§ Your tasks
**a.** Reproduce the part of the Calvinism discussion between "I have often" and "a Calvinistic disparagement).", inclusive.
**b.** Write what comes next in the Calvinism discussion, picking up after its last sentence.

§ Excerpt
──────────

I have often wanted a Calvinist to explain to me how a believer has more power to resist the Holy Spirit's leading in my walk of Holiness in trying to walk in the Spirit than does a non-believer who is responding to the gospel. Shouldn't I be in a better position with a softer heart to hear and respond to the Spirit than the unregenerate ? Why would regeneration be the only place where the Spirit can "fail" (to use a Calvinistic disparagement).
Sorry, I don't understand the question at all. Maybe you can rephrase it?
Hmm -- the Calvinist suggests that the unregenerate is totally incapable of responding to or rejecting the Gospel. In this query, I'm not really discussing the capability to respond (Total Depravity) but instead the ability to reject (Irresistable Grace). I am ashamed to say I am consciously aware of times far too frequent to confess that I am not always walking in the Spirit and make decisions that upon reflection were against the influence of the Spirit in my life. Unless I am unique in this respect, then this is either evidence of a lack of regeneration (which I refuse to accept) or is evidence that even the regenerate is "capable" of rejecting the influence of the Holy Spirit. If a regenerated (though not completely sanctified) believer can reject the Spirit, then why is it that one would deny the ability of an unregenerate person to reject the Spirit's leading towards salvation.

──────────

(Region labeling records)
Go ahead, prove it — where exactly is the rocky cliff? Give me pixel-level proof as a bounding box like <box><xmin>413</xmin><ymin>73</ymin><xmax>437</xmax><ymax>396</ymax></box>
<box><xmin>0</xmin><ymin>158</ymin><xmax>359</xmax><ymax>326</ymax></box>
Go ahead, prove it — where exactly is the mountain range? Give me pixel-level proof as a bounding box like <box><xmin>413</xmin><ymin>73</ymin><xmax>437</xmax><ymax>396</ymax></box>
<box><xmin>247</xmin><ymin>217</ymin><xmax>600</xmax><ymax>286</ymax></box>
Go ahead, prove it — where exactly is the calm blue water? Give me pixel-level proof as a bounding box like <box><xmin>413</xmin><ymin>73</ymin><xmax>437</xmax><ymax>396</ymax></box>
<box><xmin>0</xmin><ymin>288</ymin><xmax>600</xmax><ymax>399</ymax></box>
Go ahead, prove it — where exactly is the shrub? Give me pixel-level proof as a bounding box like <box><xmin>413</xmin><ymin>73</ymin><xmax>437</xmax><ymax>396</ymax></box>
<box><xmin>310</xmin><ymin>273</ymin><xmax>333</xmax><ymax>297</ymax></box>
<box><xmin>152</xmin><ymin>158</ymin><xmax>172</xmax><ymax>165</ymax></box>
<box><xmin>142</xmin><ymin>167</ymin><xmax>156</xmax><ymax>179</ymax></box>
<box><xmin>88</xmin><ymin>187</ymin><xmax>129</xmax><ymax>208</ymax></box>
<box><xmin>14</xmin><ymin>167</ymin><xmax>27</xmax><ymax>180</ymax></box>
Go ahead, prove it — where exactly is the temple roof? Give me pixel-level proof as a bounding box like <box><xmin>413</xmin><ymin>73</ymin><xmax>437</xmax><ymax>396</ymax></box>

──────────

§ Answer set
**a.**
I have often wanted a Calvinist to explain to me how a believer has more power to resist the Holy Spirit's leading in my walk of Holiness in trying to walk in the Spirit than does a non-believer who is responding to the gospel. Shouldn't I be in a better position with a softer heart to hear and respond to the Spirit than the unregenerate ? Why would regeneration be the only place where the Spirit can "fail" (to use a Calvinistic disparagement).

**b.**
In other words, is the Spirit only irresistable in "saving" a person than in leading a person to holiness / sanctification? Which would you say the bible would indicate God was more interested in doing for His glory? (making sure some elect group of unregenerate live in eternity? or helping the regenerated to live a life that is holy and reflects positively as a witness for Him ?)

Another personal experience that informs my theology is the reality that virtually every time God has done a great work in my life besides regeneration He has seemed to "WAIT" for me to surrender to Him and He has let my poor choices and the consequences inform my surrender. Once I do surrender, in virtually every area of my life He has been there to supernaturally take over, but He does seem to wait for me (though certainly exerting pressure and leading). It's not that He waits for me to "DO THE THING," but He does seem to wait for me to "TURN TO HIM" in my heart and will in the doing. As a strictly practical matter, why do you think God would work differently in regeneration ?

I have started a new thread for this question.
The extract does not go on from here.